#### Extracted text
— BEGIN —

1) Find the matrix index in the form of $(i, j)$ corresponding to the number entered

2) swap $(i, j)$ to $(j, i)$, which is for "mirroring". Find the index of the vector form of the column based matrix.

The solution works for $1$ based, but can be converted easily to $0$ based since their difference for the same location is $1$.

notation

$\left\lfloor \frac{l}{n} \right\rfloor = l // n$

Let $(i_l, j_l)$ be a mapping: \begin{equation} \label{vecmap} \begin{split} & (i_l, j_l): \{1, \ldots, n^2\} \to \{1, \ldots, n\}\times \{1, \ldots, n\}\\ & l \to (i_l, j_l)\\ & i_l = l - n(j_l-1) \\ & j_l = \left\lfloor \frac{l}{n} \right\rfloor \\ \end{split} \end{equation}

For exmaple: $$ \begin{split} &l = 1, (i_1, j_1) = (1, 1)\\ &l = n, (i_l, j_l) = (n, 1)\\ &l = n+1, (i_l, j_l) = (1, 2)\\ &l = n^2, (i_l, j_l) = (n, n)\\ \end{split} $$

We want the "$l_*$" of $(j_l, i_l)$, which is $l_* = n(i_l - 1) + j_l$.

— END —

#### Request A
According to the text on mirroring matrix indices, why can the 1-based solution be converted easily to a 0-based one?
#### Request B
In the text on mirroring matrix indices, what formula gives $l_*$ for the swapped pair $(j_l, i_l)$?
#### Request C
Carry the text on mirroring matrix indices forward from its final sentence.

#### Information shown
— BEGIN —

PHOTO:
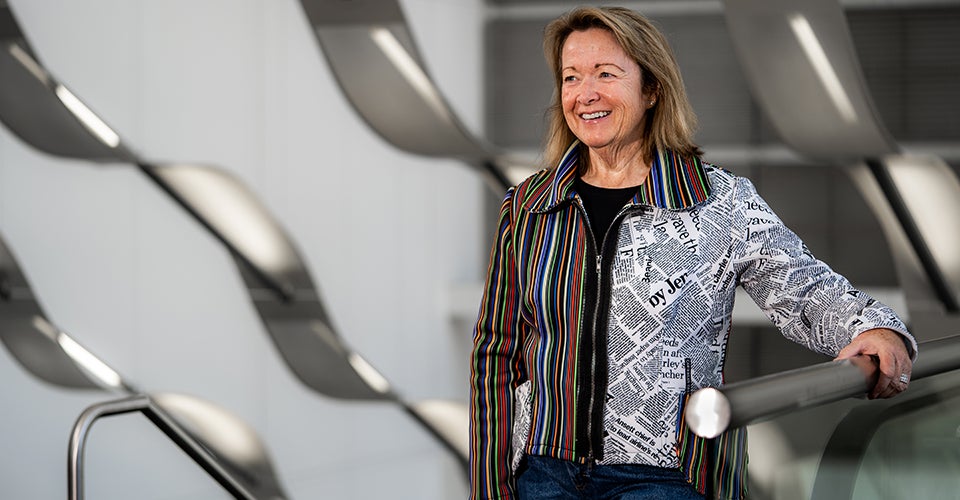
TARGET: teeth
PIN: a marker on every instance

— END —

#### Exercise output A
For the same location, the 1-based and 0-based indices differ by exactly 1. Converting between them is therefore straightforward.

#### Exercise output B
$l_* = n(i_l - 1) + j_l$

#### Exercise output C
Explanation Enter $i = 2$, the corresponding $l=3$ because I assume the starting index of series is 1 rather than 0. In your example, n = 3. Hence $i_l = 3, j_l = 1$, this gives $l_* = 3(3- 1) + 1 = 7$. Again because starting index is 1, converting by minus 1 you get 6.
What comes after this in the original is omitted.